# What is required:
Return every line of the entries that includes the word "white".

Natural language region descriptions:
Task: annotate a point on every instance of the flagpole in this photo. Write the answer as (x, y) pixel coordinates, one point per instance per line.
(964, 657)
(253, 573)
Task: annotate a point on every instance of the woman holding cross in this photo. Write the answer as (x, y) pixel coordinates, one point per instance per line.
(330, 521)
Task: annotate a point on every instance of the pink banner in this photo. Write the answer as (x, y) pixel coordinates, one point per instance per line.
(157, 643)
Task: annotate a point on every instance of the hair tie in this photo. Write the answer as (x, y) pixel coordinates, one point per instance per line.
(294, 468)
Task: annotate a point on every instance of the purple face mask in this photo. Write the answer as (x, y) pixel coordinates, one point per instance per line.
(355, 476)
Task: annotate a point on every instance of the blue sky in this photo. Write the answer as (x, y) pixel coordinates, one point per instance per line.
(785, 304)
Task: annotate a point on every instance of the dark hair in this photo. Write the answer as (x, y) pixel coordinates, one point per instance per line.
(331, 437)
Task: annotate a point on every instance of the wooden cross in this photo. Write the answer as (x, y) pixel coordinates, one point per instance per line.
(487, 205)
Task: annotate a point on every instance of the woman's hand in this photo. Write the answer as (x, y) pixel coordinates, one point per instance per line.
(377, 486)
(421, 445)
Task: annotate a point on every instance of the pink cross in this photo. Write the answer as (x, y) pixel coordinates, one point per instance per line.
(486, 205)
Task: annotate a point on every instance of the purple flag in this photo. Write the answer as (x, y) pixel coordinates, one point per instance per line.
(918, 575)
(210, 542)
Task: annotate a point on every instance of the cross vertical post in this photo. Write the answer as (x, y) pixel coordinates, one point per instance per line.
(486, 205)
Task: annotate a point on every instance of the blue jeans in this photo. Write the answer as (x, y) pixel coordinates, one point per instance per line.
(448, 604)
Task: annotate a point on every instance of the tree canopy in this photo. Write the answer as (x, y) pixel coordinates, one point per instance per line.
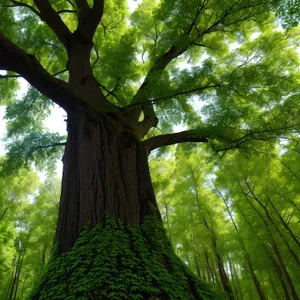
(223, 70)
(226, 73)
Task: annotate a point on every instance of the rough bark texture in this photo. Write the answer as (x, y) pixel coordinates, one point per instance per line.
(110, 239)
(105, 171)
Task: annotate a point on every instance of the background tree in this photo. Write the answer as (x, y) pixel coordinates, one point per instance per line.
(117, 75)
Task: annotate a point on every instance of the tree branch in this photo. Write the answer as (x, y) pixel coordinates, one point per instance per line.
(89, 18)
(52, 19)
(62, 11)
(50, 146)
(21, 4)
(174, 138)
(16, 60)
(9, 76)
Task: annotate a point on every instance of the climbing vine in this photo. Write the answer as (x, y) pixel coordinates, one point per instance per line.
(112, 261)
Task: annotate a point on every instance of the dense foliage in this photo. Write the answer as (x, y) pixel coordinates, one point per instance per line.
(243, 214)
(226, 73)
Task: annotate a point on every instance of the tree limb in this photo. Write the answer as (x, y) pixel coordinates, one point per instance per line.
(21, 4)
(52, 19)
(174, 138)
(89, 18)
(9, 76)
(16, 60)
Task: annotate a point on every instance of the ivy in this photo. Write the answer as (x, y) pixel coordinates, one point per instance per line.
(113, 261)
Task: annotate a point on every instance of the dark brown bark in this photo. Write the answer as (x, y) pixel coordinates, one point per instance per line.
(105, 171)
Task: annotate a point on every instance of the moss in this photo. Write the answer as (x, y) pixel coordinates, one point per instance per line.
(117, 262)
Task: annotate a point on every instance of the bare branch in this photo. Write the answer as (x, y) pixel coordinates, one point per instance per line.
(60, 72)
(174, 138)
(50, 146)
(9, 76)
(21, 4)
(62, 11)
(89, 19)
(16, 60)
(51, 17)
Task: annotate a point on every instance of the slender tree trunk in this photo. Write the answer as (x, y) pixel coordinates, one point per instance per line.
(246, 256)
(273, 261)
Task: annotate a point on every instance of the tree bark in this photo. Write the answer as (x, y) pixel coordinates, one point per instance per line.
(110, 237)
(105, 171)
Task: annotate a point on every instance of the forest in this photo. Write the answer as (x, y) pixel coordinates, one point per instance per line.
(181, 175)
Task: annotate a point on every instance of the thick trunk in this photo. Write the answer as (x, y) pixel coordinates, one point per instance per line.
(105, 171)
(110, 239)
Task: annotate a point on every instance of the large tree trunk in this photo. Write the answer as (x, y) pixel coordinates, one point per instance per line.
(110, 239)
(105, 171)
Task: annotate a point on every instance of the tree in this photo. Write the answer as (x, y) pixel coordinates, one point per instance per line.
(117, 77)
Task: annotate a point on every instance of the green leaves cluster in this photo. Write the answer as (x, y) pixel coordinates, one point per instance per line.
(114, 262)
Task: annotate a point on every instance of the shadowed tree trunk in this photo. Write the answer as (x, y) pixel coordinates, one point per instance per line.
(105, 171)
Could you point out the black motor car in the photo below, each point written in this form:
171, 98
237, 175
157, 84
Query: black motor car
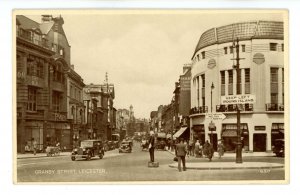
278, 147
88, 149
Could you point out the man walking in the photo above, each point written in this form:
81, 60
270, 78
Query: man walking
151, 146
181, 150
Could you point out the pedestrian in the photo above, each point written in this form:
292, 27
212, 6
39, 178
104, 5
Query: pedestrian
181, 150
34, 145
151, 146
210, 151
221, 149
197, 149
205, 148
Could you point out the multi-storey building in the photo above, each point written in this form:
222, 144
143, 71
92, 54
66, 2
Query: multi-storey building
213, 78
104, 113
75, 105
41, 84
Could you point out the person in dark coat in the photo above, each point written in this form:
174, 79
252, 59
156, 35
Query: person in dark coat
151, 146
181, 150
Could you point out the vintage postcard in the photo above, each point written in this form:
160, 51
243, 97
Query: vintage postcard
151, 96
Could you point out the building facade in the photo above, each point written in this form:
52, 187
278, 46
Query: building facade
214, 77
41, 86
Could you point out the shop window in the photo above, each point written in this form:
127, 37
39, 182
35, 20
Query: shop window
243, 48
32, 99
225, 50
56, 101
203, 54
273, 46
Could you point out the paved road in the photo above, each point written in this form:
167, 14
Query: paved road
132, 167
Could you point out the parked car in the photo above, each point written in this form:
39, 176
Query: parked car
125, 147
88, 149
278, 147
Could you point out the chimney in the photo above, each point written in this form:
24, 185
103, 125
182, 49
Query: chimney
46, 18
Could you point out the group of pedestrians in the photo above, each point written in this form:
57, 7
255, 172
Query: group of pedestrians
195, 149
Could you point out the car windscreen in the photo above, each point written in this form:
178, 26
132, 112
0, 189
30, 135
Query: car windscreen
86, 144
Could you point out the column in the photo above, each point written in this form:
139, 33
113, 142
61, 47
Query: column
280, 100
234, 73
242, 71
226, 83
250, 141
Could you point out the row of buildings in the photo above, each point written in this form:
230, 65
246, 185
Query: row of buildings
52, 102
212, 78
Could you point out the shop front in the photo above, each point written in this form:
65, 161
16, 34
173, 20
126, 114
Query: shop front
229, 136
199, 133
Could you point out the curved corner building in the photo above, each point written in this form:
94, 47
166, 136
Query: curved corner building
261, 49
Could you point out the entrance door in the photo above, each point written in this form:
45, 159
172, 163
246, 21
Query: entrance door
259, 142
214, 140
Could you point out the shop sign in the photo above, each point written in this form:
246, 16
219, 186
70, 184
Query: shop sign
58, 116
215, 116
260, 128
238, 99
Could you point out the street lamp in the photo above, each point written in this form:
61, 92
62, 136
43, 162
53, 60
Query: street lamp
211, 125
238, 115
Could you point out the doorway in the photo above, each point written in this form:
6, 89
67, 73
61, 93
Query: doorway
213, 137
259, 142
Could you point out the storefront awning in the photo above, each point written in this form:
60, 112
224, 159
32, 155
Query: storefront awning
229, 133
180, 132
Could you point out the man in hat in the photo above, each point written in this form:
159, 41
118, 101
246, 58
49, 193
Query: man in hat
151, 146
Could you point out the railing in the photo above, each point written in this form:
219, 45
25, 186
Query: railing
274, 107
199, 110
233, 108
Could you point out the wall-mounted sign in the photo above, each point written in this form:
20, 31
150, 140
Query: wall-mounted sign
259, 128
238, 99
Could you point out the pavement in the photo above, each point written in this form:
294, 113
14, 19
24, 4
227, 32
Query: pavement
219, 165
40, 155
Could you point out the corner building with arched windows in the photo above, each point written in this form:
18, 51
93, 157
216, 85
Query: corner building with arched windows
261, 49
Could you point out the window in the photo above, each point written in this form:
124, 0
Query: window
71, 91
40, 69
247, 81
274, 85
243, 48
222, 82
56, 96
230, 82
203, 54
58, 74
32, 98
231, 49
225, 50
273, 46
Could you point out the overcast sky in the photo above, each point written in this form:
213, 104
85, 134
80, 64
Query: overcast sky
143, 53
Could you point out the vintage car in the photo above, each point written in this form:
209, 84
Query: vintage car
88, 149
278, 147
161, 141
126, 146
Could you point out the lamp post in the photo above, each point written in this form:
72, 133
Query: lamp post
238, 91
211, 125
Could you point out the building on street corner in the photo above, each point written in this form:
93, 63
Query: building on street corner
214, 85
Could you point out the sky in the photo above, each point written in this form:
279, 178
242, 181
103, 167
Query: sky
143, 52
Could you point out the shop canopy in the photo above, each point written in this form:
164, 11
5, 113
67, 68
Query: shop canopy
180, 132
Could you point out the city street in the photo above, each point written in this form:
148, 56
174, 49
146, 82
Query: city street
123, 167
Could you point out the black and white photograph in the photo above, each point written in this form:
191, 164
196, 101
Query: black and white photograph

# Task solution:
Could you point out the black and white photograph in the photo above, each point written in this form:
Query: black and white photograph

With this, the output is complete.